──────── TASK INPUT ────────

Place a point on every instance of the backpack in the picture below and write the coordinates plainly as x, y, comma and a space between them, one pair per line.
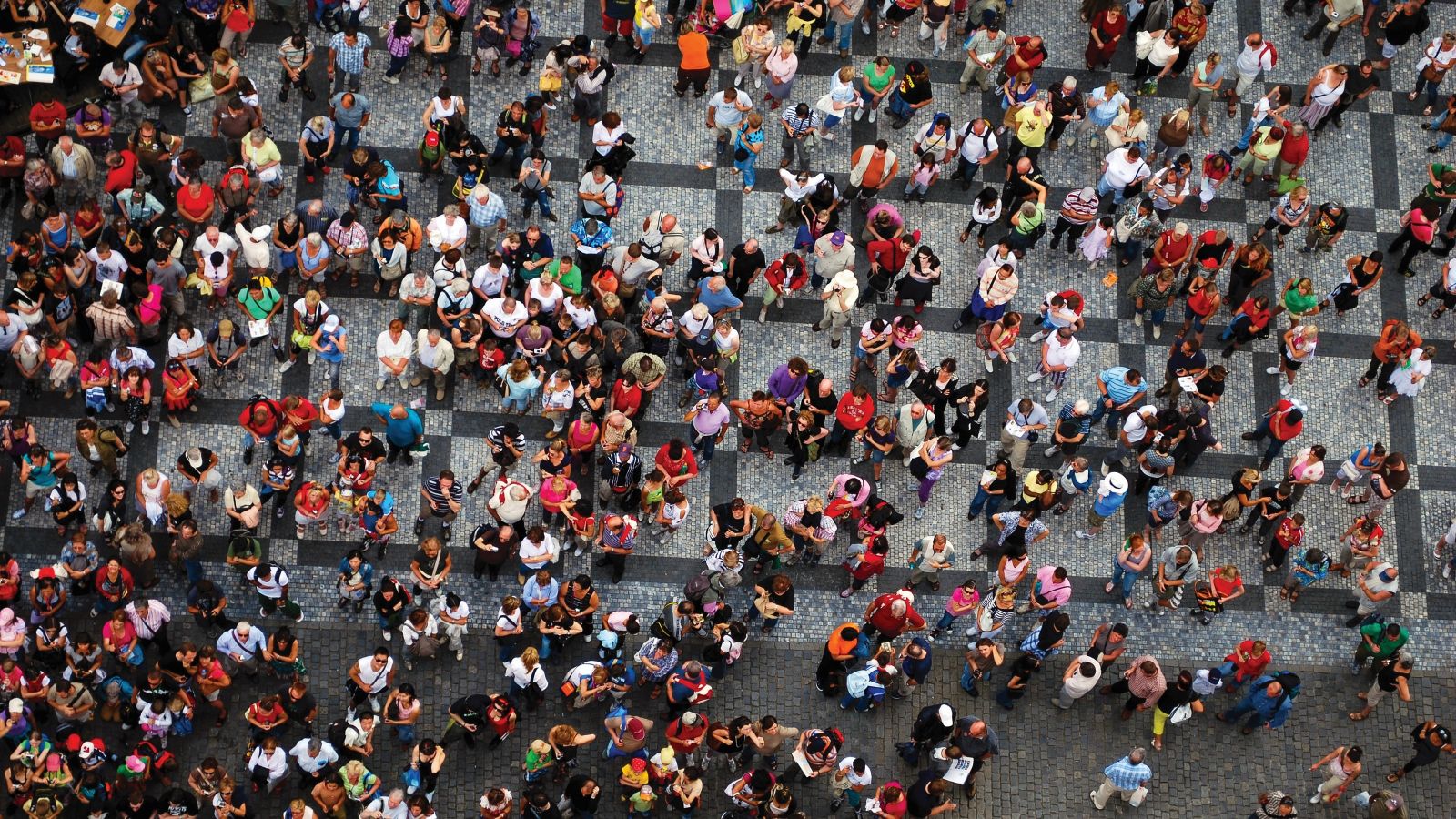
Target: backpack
698, 586
337, 733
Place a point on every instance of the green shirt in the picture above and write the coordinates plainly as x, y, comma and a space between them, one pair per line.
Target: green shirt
258, 308
1438, 167
1387, 646
1028, 223
570, 281
875, 80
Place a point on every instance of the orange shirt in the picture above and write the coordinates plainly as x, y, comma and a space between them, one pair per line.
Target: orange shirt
695, 51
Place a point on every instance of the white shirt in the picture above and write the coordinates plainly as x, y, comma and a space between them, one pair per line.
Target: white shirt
488, 280
386, 347
976, 146
1059, 354
375, 680
1254, 60
511, 321
1123, 172
441, 232
521, 675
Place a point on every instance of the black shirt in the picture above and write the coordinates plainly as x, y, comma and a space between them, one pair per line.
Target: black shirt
371, 450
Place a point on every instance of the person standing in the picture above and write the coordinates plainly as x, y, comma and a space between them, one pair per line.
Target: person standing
1127, 778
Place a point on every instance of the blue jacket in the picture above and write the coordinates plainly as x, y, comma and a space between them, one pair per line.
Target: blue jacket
1273, 710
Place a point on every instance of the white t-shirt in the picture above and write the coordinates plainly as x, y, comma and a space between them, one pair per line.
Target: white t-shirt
513, 321
1123, 172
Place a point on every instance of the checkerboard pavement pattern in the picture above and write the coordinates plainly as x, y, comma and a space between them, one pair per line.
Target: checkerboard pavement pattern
1375, 164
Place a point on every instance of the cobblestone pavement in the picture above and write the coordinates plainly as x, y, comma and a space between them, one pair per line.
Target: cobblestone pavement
1375, 164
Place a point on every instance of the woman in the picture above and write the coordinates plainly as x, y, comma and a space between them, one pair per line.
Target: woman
439, 47
783, 67
985, 212
1104, 35
1127, 566
747, 146
926, 468
874, 85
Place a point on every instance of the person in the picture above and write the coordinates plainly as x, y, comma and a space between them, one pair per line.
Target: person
1127, 778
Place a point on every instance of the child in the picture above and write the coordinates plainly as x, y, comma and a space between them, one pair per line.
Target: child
1097, 242
538, 761
963, 602
1021, 672
1289, 535
1308, 567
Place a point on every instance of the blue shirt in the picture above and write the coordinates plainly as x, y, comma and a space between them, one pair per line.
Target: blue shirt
399, 431
1126, 775
1117, 387
715, 302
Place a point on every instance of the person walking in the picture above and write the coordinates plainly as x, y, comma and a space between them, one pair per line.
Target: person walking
1127, 778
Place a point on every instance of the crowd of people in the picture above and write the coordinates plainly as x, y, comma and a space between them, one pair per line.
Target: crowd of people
140, 271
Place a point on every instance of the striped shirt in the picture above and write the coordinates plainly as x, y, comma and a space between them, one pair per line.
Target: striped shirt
1079, 206
147, 627
437, 493
1126, 775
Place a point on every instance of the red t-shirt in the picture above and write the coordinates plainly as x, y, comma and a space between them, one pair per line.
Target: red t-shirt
124, 175
197, 205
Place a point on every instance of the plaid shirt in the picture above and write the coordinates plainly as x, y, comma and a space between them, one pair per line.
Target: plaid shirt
1126, 775
349, 58
487, 213
801, 124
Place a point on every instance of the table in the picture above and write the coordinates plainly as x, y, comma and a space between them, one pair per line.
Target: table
16, 70
111, 18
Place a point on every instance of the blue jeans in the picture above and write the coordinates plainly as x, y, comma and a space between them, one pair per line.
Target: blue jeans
501, 147
1123, 579
899, 106
844, 35
985, 500
346, 137
1441, 138
1157, 315
747, 169
538, 198
1104, 188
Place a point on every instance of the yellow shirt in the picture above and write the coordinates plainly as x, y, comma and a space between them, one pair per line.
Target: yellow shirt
1031, 128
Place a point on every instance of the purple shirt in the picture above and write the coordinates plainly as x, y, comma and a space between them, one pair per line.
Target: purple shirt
785, 387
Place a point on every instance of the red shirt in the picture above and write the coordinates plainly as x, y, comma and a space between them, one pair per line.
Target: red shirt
197, 205
48, 118
123, 177
1295, 150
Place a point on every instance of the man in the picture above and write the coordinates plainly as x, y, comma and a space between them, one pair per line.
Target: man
393, 349
1267, 704
443, 497
402, 429
349, 113
1337, 16
1127, 778
725, 113
1256, 57
1373, 591
979, 147
871, 169
349, 58
839, 296
1024, 419
296, 55
1380, 642
979, 743
597, 194
1079, 210
983, 51
1059, 353
798, 123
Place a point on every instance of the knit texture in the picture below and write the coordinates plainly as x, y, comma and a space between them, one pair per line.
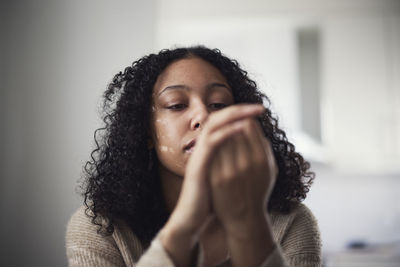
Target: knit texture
296, 235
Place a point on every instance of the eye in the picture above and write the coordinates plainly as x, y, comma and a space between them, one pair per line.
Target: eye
218, 105
177, 107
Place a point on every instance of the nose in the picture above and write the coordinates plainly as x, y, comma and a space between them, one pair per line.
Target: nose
199, 117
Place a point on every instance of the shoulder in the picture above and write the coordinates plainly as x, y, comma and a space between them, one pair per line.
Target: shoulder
301, 215
297, 232
82, 238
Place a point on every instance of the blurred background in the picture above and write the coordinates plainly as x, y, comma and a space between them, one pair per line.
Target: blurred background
331, 69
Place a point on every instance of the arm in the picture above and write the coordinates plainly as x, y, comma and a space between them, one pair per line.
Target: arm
86, 248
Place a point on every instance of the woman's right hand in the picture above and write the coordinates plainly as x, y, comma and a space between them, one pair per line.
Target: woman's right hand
194, 208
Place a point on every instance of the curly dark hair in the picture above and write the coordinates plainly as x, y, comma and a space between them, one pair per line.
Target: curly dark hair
121, 181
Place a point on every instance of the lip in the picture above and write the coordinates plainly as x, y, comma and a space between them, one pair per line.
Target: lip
189, 146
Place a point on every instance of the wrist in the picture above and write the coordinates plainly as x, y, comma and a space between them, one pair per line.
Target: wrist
251, 243
178, 243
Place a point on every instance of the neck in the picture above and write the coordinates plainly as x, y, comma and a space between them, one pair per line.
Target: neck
171, 186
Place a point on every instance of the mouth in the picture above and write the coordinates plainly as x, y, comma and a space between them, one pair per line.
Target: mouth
189, 147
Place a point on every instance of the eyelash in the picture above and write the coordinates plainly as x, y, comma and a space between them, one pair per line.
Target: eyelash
178, 107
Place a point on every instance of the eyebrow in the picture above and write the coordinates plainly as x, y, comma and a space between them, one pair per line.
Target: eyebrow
184, 87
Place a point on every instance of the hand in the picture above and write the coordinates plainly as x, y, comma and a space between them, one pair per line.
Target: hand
194, 204
242, 175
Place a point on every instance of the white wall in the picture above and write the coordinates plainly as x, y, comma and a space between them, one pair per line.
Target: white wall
58, 58
356, 190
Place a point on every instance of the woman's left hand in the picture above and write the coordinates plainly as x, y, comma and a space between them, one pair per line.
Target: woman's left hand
243, 172
242, 176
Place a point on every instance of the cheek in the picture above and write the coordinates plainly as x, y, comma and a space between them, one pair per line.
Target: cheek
167, 136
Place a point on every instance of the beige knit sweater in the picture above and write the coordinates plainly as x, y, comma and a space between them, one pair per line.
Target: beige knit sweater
296, 234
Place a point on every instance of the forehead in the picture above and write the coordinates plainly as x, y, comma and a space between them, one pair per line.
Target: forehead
188, 71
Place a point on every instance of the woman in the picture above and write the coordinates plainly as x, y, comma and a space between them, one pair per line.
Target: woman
192, 170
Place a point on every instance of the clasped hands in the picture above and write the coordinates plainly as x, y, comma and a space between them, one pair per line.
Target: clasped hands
230, 175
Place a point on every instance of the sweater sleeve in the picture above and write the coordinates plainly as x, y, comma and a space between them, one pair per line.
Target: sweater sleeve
300, 245
85, 247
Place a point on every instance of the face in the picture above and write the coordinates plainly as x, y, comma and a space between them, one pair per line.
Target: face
184, 95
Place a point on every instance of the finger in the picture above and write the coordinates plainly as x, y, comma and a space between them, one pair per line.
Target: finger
261, 147
244, 152
218, 137
231, 114
227, 154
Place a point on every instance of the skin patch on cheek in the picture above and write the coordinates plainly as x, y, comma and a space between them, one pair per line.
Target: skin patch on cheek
167, 149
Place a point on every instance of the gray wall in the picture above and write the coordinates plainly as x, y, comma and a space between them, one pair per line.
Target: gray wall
57, 58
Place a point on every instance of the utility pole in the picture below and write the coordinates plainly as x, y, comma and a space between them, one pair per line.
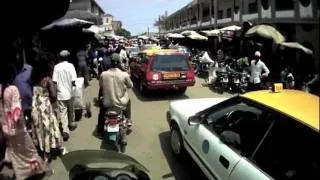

────────

### THE PROBLEM
Begin at the first line of the entries and end at the line containing "Place a point on every instance of the green": write out each line exactly, skipping pictures.

### SOLUTION FOR THIS PROBLEM
Place a point on every instance of the backpack in the picture below and write the coordinates plainly as x, y, comma and a space between them, one pair per line.
Target: backpack
698, 586
337, 733
Place a point on every instance of the green shirt in the picture above and write the coordinates plainly as x, y, comma and a space between them, one pair per line.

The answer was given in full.